▸ **Source data**:
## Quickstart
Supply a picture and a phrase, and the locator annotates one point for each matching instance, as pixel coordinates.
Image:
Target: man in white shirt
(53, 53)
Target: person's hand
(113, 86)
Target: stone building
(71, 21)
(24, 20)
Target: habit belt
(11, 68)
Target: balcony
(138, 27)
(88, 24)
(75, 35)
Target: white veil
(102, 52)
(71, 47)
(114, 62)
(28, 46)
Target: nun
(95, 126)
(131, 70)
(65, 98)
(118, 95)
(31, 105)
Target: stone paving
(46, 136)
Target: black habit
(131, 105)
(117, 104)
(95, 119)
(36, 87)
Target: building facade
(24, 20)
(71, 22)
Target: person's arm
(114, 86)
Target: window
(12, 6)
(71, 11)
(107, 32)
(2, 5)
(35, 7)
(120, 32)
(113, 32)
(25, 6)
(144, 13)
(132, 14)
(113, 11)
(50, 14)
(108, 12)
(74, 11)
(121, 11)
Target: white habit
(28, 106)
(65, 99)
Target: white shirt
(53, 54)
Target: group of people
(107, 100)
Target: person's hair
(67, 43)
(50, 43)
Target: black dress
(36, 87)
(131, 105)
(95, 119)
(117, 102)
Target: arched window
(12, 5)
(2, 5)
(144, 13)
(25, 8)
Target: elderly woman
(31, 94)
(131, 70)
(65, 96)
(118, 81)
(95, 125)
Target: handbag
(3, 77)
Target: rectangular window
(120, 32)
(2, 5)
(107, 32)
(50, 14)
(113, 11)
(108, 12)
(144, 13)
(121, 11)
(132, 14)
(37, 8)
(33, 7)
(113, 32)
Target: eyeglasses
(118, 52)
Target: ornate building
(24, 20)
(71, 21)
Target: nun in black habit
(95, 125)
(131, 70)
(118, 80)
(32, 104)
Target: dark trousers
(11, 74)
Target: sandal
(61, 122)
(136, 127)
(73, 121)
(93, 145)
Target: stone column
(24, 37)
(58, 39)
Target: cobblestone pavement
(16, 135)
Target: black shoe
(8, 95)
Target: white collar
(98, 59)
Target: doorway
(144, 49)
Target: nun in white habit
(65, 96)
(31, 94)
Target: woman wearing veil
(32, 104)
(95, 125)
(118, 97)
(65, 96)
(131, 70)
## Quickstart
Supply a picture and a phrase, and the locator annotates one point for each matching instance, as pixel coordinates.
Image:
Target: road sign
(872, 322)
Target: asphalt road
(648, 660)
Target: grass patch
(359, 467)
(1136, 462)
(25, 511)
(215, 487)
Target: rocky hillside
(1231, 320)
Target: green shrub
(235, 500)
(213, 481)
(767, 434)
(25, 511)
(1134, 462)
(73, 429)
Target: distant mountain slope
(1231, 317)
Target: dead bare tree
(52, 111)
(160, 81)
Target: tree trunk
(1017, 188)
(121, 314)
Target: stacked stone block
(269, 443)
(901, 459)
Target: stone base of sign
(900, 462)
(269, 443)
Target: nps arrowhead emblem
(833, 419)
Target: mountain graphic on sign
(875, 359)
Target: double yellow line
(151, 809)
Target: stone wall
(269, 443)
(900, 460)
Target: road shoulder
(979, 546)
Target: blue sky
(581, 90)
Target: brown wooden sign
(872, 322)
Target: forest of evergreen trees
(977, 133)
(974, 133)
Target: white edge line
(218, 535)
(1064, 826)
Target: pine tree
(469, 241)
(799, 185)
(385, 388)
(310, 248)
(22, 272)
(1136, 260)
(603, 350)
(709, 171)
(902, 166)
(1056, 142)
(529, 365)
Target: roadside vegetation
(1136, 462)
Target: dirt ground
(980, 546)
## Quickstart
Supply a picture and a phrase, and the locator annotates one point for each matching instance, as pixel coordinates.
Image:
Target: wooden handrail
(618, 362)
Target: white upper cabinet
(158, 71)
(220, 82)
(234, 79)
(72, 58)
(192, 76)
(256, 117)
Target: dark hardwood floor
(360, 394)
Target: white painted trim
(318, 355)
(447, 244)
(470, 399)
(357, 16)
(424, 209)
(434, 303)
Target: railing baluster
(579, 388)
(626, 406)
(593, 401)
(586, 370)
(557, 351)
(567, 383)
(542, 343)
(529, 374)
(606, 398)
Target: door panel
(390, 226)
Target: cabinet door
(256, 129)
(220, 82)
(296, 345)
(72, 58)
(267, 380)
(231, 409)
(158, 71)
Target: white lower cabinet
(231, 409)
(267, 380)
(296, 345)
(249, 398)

▸ **Work required**: Keep only the lines from the one containing "Target: stone wall" through the final line of the records, and transcribe them exactly.

▸ **Finished exercise**:
Target: stone wall
(269, 443)
(900, 460)
Target: road shoulder
(979, 546)
Target: blue sky
(581, 90)
Target: brown wooden sign
(872, 322)
Target: forest of evergreen trees
(977, 133)
(974, 133)
Target: white edge line
(218, 535)
(1064, 826)
Target: pine tree
(469, 241)
(799, 185)
(385, 388)
(310, 248)
(22, 272)
(1136, 260)
(603, 350)
(709, 171)
(902, 166)
(1056, 142)
(529, 365)
Target: roadside vegetation
(1136, 462)
Target: dirt ground
(980, 546)
## Quickstart
Supply a picture and a phrase, and the locator annotates one point for each matching instance, as pixel coordinates.
Image:
Target: wooden handrail
(618, 362)
Target: white upper cabinet
(158, 71)
(220, 82)
(234, 79)
(72, 58)
(192, 76)
(256, 117)
Target: dark hardwood floor
(360, 394)
Target: white painted trim
(318, 355)
(447, 244)
(470, 399)
(357, 16)
(424, 209)
(434, 303)
Target: railing baluster
(579, 388)
(626, 406)
(593, 401)
(586, 370)
(557, 351)
(567, 383)
(542, 343)
(529, 374)
(606, 398)
Target: door panel
(390, 226)
Target: cabinet door
(256, 129)
(220, 82)
(296, 345)
(72, 58)
(267, 380)
(231, 409)
(158, 71)
Target: white lower cabinet
(231, 409)
(267, 380)
(296, 345)
(249, 398)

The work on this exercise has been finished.